[Stored records]
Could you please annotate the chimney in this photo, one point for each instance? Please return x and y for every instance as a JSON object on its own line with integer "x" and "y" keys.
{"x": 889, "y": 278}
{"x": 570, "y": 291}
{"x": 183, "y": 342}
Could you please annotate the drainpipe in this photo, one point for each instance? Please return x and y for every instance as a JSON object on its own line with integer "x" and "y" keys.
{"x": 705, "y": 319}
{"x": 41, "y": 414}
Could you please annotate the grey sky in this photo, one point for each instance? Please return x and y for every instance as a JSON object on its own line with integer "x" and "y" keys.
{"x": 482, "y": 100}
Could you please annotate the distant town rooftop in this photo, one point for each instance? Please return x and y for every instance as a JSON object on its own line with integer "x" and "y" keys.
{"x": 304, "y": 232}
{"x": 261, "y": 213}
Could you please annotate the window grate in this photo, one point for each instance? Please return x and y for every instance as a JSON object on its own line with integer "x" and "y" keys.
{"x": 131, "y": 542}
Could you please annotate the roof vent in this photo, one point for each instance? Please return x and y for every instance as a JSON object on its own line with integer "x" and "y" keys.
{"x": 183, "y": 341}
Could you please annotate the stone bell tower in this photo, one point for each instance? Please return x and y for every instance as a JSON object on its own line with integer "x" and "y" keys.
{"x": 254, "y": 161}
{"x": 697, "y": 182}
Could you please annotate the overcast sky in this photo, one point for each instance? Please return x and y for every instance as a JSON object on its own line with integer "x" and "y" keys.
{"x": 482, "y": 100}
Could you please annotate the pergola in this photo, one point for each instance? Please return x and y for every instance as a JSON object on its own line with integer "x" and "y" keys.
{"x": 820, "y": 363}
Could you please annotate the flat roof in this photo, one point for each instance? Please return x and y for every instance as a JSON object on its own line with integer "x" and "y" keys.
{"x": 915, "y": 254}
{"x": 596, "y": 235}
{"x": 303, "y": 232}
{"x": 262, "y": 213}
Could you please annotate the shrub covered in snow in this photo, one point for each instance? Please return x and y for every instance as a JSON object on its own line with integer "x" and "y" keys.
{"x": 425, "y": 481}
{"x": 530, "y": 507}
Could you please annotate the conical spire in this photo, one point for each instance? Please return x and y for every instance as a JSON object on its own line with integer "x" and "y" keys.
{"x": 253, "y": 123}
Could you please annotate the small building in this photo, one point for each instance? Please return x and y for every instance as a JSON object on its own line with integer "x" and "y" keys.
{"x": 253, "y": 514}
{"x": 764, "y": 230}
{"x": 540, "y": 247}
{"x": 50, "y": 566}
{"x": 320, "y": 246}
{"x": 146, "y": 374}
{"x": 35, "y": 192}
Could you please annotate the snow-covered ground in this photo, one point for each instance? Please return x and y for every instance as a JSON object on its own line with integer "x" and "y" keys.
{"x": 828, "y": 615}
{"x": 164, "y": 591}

| Aim of the exercise |
What is needed is an exact transcription of all the data.

| Solution for this problem |
Could you please annotate the chimney in this photo, one point for each instance? Please return x and y for every instance as a JSON object on its own line with integer "x" and "y" keys.
{"x": 889, "y": 278}
{"x": 570, "y": 291}
{"x": 183, "y": 342}
Could you please annotate the drainpipe in this photo, one point for each instance? Please return x and y for every instance as a JSON object on its own line with integer "x" and "y" keys.
{"x": 705, "y": 319}
{"x": 41, "y": 414}
Could you please annotate the grey sky in this photo, one point for each instance? Please return x and y for every instance as a JSON object on its own line with integer "x" and "y" keys.
{"x": 482, "y": 100}
Could you please annotate the distant town rooftop in this photo, one point for each instance? Please return x and y for every instance as a JSON object on its own line with integer "x" and "y" keys.
{"x": 304, "y": 232}
{"x": 261, "y": 213}
Could you please annotate the window grate in this photo, one point for each instance? Please return x and y for every instance as a JSON object on its own line with integer "x" and "y" keys.
{"x": 131, "y": 542}
Could you please annotate the roof vent in this photo, one point for each instance? Please return x and y for every instance as a JSON object on its own line with integer "x" and "y" keys.
{"x": 183, "y": 341}
Could you please annotate the stone bell tower in this photo, one point for each instance? Please return x and y for every instance as a JSON object on its own line with integer "x" and "y" keys.
{"x": 254, "y": 161}
{"x": 697, "y": 182}
Could you please annotate the overcast sky in this photo, one point for each instance? Please return x and y for every instance as a JSON object on its own line with integer "x" and "y" keys.
{"x": 482, "y": 100}
Could you please annotate the pergola in this photo, one point for each instance? Please return x and y for every instance as a JSON object on its own line with integer "x" and "y" keys.
{"x": 820, "y": 363}
Could you please annotate the flat roof in this photo, one point for each instance? Please return x and y for every instance as a JSON object on its own line with integer "x" and "y" keys.
{"x": 915, "y": 254}
{"x": 596, "y": 235}
{"x": 303, "y": 232}
{"x": 262, "y": 213}
Could you please annotate the shrub covered in snow in this photo, one point for each instance? Please return x and y for every instance as a JSON object on its own line with integer "x" and "y" keys.
{"x": 425, "y": 481}
{"x": 530, "y": 507}
Could you please annotate the conical spire in this photo, one point for each instance? Please return x and y for every instance as a JSON object on its own line with integer "x" and "y" keys.
{"x": 253, "y": 123}
Could you please annotate the small building in this photo, one point for each instance? Please return x and y for every instance as a JSON object on its own line with integer "x" and "y" keys.
{"x": 253, "y": 514}
{"x": 764, "y": 230}
{"x": 540, "y": 247}
{"x": 50, "y": 566}
{"x": 320, "y": 246}
{"x": 146, "y": 374}
{"x": 35, "y": 192}
Could you please annotate the snow-covered ground in this photo, one point for each instance? Please return x and y for every instance as a JSON object on its own line with integer "x" and "y" keys.
{"x": 828, "y": 615}
{"x": 164, "y": 591}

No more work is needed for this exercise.